• _文書抜粋_:
────────────────

栄養士が知っておくべき薬の知識
第146回
減塩指導時に念頭に置くべき
塩分を再吸収するアルドステロンについて

減塩指導の際、アドヒアランスが良好であるにもかかわらず、なかなか血圧が下がらない……。そんなケースに直面することはないでしょうか?今回は思うように血圧が下がらない原因の1つと考えられる原発性アルドステロン症を紹介します。

原発性アルドステロン症の原因と高血圧症

高血圧は、遺伝性や生活習慣病など、原因のはっきりしない本態性高血圧症とそれ以外の二次性高血圧症に分けられます。
二次性高血圧症は、何らかの原因があって高血圧症を発症します。原因さえ取り除くことができれば、改善が期待できる高血圧症です。
二次性高血圧症は薬によって起こる場合もありますが、腎血管障害などに伴う場合や睡眠時無呼吸症候群、ホルモン分泌が関係する高血圧としては、エピネフリンなどの昇圧ホルモン分泌が過剰になる褐色細胞腫、副腎皮質ホルモンの過剰分泌が生じるクッシング病(症候群)などがあります。このうちの1つが今回紹介する原発性アルドステロン症です。

原発性アルドステロン症は、副腎からアルドステロンというホルモンが過剰に分泌されてしまうため、血圧が上昇する病気です。高血圧症の約1割は、原発性アルドステロン症が原因と言われています。

────────────────

• _元資料_:
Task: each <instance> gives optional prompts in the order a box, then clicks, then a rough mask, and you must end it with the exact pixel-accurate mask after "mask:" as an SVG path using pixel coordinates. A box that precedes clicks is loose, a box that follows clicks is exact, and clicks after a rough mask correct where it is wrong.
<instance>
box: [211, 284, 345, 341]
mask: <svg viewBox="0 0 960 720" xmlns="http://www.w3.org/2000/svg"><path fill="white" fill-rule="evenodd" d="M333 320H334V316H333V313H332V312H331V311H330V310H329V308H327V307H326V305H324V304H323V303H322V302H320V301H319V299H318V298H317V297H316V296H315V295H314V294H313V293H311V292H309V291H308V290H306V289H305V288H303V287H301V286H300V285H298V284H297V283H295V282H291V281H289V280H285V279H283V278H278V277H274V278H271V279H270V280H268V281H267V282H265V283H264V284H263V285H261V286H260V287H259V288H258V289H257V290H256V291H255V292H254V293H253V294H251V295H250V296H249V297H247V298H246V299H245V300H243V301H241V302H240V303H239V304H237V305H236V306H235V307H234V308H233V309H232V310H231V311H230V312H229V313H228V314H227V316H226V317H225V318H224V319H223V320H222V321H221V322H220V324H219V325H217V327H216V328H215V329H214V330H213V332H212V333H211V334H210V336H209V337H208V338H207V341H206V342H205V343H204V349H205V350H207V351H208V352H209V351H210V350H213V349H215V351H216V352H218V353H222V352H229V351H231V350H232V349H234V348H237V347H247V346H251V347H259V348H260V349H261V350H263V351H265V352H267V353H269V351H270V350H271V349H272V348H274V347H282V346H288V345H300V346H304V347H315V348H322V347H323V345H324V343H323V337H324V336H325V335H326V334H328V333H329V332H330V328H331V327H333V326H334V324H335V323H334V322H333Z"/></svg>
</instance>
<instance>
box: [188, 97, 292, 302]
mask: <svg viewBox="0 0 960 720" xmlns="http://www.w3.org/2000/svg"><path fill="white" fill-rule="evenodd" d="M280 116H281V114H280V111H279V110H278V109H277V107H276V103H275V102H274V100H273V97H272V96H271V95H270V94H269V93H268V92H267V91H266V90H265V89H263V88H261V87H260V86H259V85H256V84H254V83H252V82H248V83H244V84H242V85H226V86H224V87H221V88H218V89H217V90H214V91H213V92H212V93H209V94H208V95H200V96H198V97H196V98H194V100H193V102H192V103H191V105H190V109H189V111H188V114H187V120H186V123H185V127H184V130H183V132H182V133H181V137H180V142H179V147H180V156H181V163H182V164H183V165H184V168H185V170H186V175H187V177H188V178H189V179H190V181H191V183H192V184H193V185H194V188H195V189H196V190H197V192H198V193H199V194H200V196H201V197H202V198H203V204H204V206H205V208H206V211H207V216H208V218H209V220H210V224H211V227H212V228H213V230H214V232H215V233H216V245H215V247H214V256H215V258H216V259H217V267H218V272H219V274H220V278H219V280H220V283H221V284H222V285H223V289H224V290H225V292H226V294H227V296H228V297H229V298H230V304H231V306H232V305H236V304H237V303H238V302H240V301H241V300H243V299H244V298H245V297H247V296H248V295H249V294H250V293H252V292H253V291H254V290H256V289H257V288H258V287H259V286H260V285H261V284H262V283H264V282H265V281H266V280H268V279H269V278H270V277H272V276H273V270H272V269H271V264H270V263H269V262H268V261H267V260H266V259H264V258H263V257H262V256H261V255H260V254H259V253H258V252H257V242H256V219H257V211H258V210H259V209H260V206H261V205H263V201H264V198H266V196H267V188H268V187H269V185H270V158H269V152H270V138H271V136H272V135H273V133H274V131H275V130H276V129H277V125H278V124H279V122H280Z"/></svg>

────────────────

• _作業指示 1_: 文書抜粋によると、高血圧症のうち原発性アルドステロン症が原因とされるのはどのくらいの割合ですか。
• _作業指示 2_: 文書抜粋で、ホルモン分泌が関係する二次性高血圧症として挙がっている病気をすべて書き出してください。
答えは本文の内容だけから出すこと。

• _作業結果 1_: 約1割です。

• _作業結果 2_: 褐色細胞腫、クッシング病(症候群)、原発性アルドステロン症